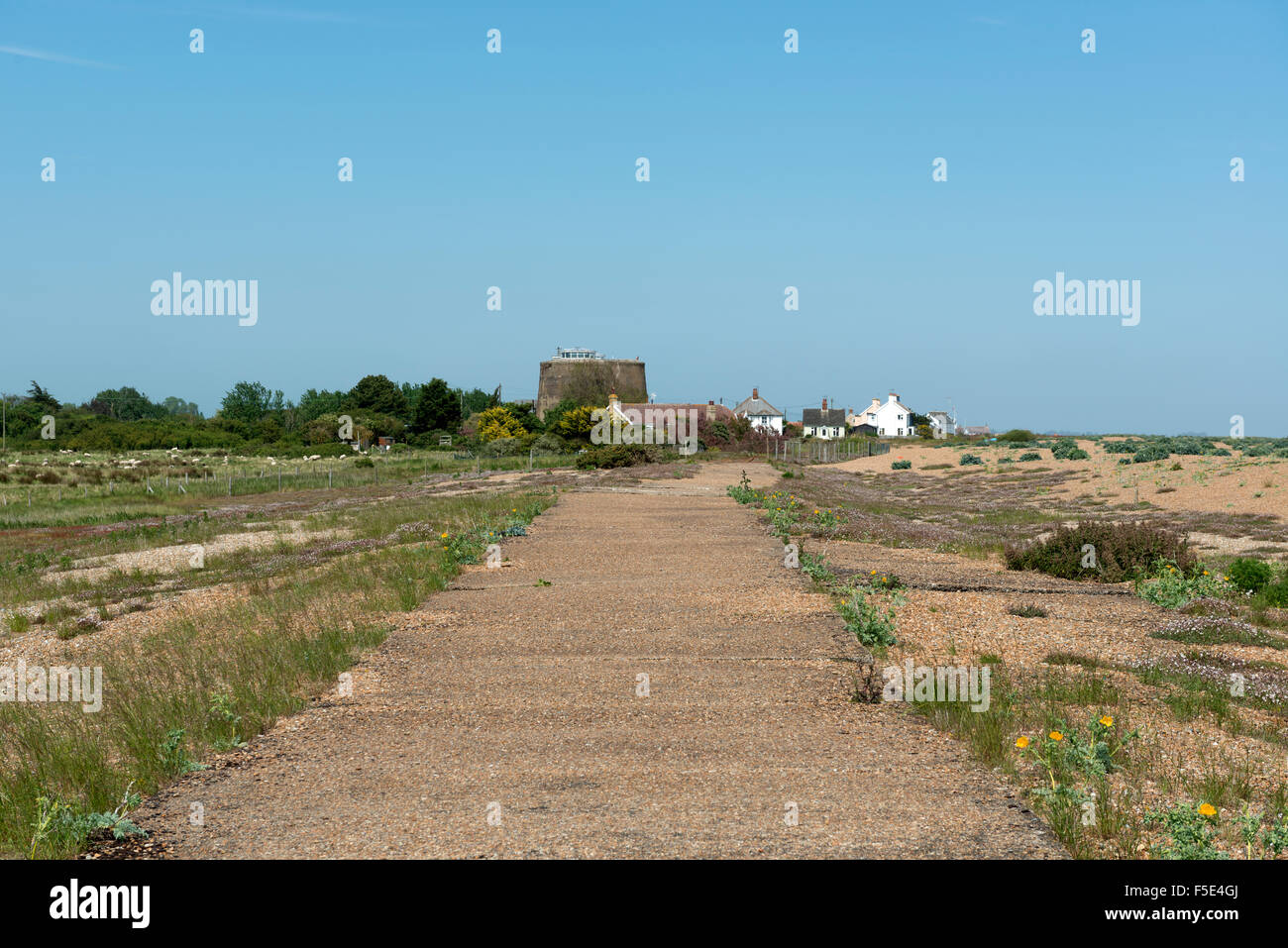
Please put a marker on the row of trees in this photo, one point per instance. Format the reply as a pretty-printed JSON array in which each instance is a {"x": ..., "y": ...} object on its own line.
[
  {"x": 253, "y": 417},
  {"x": 250, "y": 415}
]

WHAT NEEDS TO BE DONE
Return the data exactly as it stands, minus the pictures.

WRITTEN ANSWER
Please put a marker on the row of trees in this photo, one point per instance. Format the reply as a pretty-printed JSON array in which each instance is a {"x": ..., "y": ...} object on its own line.
[
  {"x": 253, "y": 417},
  {"x": 250, "y": 415}
]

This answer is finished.